— Natural-language object grounding data —
* * * * * * * * *

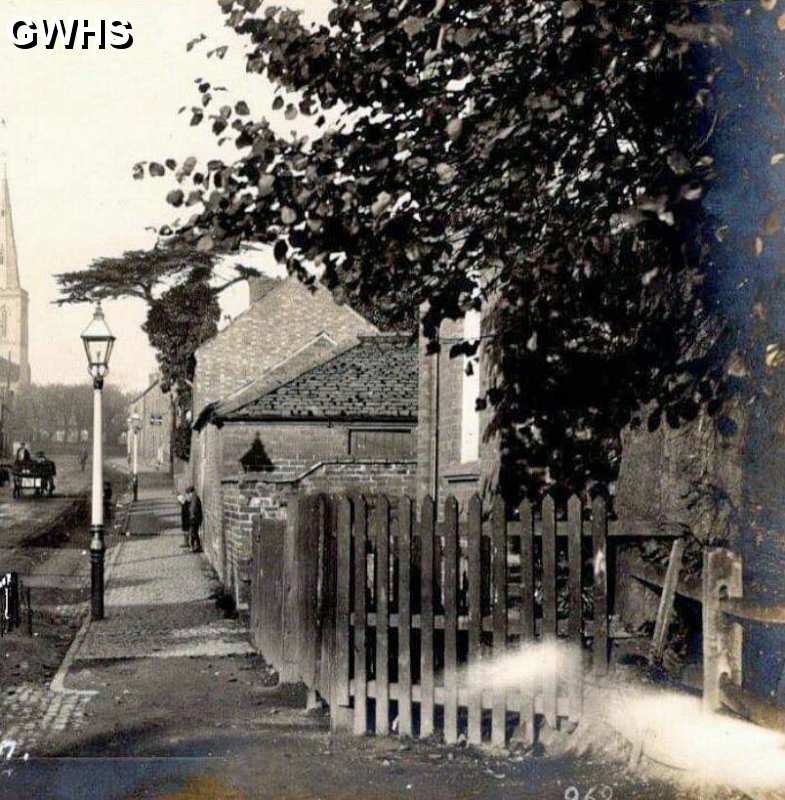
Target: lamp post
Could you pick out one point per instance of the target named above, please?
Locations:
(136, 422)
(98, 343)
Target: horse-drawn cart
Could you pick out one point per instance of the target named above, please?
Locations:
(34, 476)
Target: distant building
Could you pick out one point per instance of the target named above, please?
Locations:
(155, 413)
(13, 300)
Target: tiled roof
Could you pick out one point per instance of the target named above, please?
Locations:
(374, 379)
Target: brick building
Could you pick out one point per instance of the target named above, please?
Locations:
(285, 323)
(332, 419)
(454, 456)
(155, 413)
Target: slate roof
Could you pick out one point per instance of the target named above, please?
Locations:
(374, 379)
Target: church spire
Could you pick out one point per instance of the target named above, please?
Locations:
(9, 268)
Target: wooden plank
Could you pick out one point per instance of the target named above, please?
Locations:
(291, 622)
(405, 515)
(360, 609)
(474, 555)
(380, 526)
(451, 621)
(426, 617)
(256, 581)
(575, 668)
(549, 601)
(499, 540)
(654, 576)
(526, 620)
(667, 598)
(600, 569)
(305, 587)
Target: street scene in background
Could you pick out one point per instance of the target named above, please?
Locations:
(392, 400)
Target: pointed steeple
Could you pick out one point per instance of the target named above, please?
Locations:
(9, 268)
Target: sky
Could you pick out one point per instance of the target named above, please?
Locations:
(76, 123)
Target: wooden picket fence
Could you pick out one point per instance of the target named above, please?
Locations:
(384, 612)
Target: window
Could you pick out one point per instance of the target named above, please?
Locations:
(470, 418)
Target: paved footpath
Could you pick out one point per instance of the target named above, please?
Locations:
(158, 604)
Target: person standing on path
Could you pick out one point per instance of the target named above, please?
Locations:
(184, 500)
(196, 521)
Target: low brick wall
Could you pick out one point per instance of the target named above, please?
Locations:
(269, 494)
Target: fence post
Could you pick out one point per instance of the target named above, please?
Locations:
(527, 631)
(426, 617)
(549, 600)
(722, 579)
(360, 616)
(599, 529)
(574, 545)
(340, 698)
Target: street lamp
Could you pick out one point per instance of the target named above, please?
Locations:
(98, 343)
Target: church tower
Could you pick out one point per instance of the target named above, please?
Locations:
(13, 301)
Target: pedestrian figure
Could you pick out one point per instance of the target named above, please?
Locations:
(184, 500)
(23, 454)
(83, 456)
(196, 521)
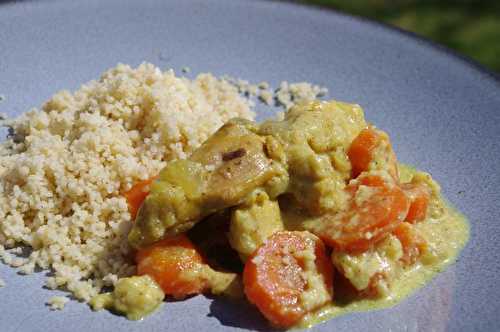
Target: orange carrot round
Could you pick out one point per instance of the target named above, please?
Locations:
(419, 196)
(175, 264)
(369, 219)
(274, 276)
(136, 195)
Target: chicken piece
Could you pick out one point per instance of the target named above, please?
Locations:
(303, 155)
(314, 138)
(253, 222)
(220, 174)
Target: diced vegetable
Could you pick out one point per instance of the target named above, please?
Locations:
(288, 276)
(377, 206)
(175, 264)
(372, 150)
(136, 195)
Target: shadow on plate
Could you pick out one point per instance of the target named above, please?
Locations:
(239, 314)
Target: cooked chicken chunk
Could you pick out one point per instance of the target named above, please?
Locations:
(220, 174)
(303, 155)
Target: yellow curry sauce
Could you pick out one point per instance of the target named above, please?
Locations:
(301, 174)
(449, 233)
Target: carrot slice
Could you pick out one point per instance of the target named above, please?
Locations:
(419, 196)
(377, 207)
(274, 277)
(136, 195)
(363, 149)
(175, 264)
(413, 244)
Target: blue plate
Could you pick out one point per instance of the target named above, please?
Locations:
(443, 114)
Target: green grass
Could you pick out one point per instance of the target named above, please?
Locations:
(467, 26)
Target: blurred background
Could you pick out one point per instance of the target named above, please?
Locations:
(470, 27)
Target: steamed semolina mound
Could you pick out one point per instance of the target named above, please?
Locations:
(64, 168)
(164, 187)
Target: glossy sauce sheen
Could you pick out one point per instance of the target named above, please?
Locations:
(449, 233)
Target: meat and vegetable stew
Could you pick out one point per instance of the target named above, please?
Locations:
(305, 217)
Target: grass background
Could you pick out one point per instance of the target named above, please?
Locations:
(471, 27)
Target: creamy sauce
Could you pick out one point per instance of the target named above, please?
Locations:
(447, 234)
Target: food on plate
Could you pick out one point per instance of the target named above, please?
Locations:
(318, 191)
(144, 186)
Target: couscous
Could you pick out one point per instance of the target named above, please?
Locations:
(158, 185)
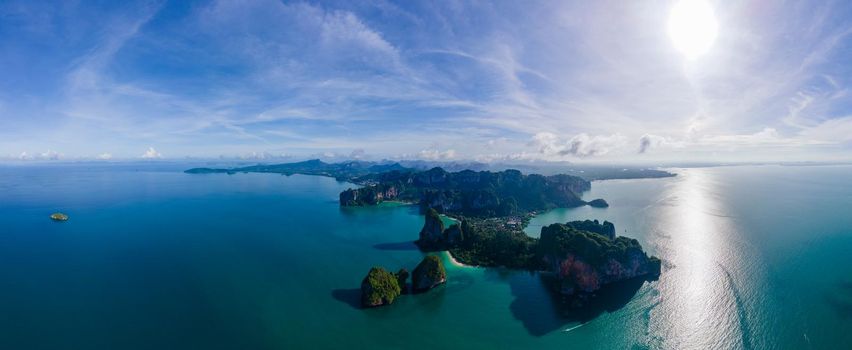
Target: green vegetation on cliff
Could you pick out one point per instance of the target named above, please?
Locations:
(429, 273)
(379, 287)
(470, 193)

* * * * * * * * *

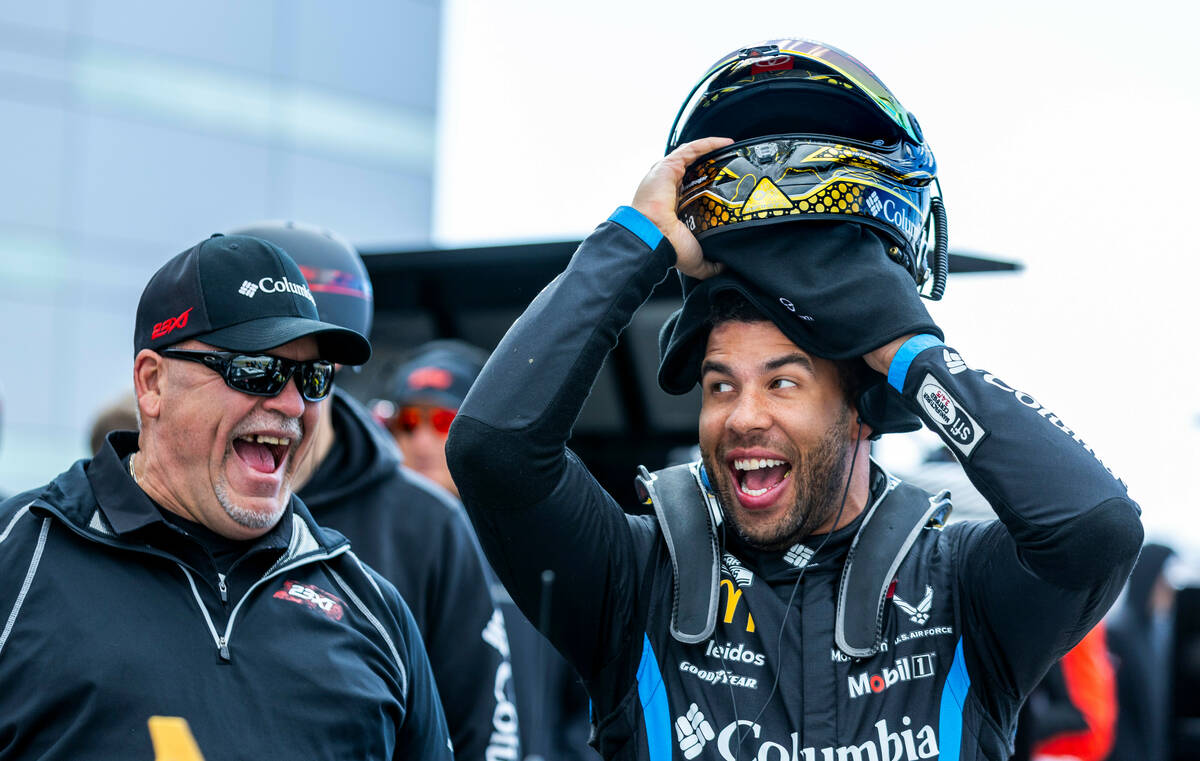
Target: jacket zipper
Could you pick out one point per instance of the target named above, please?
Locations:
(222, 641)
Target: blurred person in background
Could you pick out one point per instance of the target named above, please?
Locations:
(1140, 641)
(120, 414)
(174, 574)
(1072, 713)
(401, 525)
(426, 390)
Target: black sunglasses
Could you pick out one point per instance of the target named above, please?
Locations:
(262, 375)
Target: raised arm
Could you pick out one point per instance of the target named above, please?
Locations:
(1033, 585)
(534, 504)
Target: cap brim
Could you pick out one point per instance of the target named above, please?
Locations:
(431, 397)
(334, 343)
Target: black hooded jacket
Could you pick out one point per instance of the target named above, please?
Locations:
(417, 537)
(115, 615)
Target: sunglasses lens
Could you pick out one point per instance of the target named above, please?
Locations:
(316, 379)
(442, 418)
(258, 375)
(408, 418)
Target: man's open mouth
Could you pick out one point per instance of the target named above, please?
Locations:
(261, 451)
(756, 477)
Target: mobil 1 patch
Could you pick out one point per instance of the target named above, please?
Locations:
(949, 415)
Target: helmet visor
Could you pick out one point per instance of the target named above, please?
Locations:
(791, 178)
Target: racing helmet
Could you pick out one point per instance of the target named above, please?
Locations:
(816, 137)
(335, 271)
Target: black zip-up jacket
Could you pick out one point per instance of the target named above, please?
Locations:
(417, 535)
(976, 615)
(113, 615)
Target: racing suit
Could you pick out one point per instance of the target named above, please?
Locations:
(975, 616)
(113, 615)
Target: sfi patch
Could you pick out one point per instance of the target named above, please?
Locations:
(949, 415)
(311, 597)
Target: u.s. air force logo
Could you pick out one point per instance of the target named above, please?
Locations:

* * * * * * * * *

— WHAT YOU HAVE TO DO —
Among the records above, a stretch begins at the line containing "Target: lamp post" and ends at the line containing "Target: church spire". Restate that stretch word for word, and nothing else.

— OUTPUT BELOW —
Target: lamp post
Could you pick out one point per instance of the target named above, please?
Locations:
(136, 422)
(98, 343)
Target: horse-drawn cart
Could you pick out one point per instance of the target named above, please?
Locations:
(34, 476)
Target: distant building
Could you pick out one point per instance of the target named above, please?
Locations:
(155, 413)
(13, 300)
Target: tiled roof
Could you pick out one point per instance of the target named above, please?
Locations:
(374, 379)
Target: brick building
Could you pick out one point per instance of the target named above, please?
Locations:
(285, 323)
(332, 419)
(454, 456)
(155, 413)
Target: slate roof
Could you pick out one point per instance of the target named above, please?
Locations:
(374, 379)
Target: church spire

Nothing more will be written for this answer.